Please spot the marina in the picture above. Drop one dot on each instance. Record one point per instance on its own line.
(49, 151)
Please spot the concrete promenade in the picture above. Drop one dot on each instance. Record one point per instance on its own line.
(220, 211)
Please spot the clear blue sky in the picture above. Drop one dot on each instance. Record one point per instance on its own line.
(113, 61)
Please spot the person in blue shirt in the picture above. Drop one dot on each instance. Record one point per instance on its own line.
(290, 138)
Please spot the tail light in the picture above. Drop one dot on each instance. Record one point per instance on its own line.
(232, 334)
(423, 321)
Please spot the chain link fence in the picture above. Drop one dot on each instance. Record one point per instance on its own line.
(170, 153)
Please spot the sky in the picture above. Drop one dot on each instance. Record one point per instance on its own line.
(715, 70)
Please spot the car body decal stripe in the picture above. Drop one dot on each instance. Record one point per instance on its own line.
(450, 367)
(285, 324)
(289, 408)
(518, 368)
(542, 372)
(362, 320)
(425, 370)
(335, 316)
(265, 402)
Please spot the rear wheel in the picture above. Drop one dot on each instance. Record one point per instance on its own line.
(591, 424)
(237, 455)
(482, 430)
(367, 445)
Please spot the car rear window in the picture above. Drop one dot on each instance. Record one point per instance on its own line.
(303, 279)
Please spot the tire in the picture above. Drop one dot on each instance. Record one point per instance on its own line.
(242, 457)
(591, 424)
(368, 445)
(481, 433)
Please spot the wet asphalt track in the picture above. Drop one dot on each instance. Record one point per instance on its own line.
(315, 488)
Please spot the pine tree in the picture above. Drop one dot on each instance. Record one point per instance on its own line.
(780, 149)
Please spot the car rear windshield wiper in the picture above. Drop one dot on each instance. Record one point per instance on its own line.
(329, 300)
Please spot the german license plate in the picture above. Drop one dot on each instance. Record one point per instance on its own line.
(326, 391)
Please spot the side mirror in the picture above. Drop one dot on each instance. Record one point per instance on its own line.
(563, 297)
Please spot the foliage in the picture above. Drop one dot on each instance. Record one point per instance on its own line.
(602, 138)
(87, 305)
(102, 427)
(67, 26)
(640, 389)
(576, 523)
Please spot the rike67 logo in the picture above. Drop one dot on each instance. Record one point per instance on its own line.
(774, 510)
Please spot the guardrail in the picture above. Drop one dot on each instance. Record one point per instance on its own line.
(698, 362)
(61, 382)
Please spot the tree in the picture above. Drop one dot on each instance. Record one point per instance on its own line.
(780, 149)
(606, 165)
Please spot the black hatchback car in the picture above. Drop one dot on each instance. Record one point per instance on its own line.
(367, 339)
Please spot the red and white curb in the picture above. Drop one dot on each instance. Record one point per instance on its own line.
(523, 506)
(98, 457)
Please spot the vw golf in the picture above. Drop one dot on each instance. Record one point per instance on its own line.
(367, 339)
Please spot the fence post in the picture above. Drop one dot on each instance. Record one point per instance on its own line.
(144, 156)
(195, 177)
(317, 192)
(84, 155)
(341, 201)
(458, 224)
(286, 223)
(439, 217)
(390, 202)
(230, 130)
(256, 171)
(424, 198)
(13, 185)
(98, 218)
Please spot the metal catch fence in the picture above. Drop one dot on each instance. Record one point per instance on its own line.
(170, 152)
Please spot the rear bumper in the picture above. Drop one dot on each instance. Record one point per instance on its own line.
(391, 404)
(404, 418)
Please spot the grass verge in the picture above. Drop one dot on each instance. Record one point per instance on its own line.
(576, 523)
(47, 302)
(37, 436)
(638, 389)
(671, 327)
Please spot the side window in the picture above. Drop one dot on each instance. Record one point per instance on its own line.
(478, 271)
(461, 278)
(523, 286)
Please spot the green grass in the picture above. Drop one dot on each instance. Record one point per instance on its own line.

== == ==

**WHAT IS EXPECTED**. Rewrite every line of the items, requests and answers alike, from the line with "Please spot the red" through the last line of the items, both ends included. Multiply each coordinate in the answers by 2 and round to whole numbers, halves up.

**RESULT FOR THIS EXERCISE**.
Please spot the red and white curb in the picture above. Drop one dot on each instance. Record one point per instance on its own line.
(1046, 1012)
(196, 914)
Please spot the vw golf in the picture above. Drop one dot on each instance. Record one point per instance on its own line.
(734, 678)
Please spot the fence post in the picture above. Drop one dot on each instance. Record one point per instance on its own line.
(288, 312)
(390, 354)
(634, 384)
(168, 310)
(682, 402)
(916, 448)
(572, 446)
(878, 434)
(780, 404)
(460, 260)
(512, 342)
(848, 396)
(26, 370)
(196, 436)
Please spot the metal catch fence in the picture above. Drop one dot on each instance. Record one point per instance on its own line.
(340, 304)
Please spot the rear bumper in the picture above. Drop one dot on each instance. Record one point per instance on its own line.
(782, 808)
(808, 836)
Please spot the grass verge in the picture above. Drop one dot on each instance. Record one point per instance on its own line.
(1152, 1046)
(94, 604)
(74, 872)
(1276, 778)
(1342, 654)
Please spot the side window in the picture above. Drop one dot on each instance. Record one point per instance on its own line.
(956, 542)
(922, 556)
(1046, 572)
Please spot the green grass in the picture above. Drop one dot on each instance. Record one point per instance on its own line.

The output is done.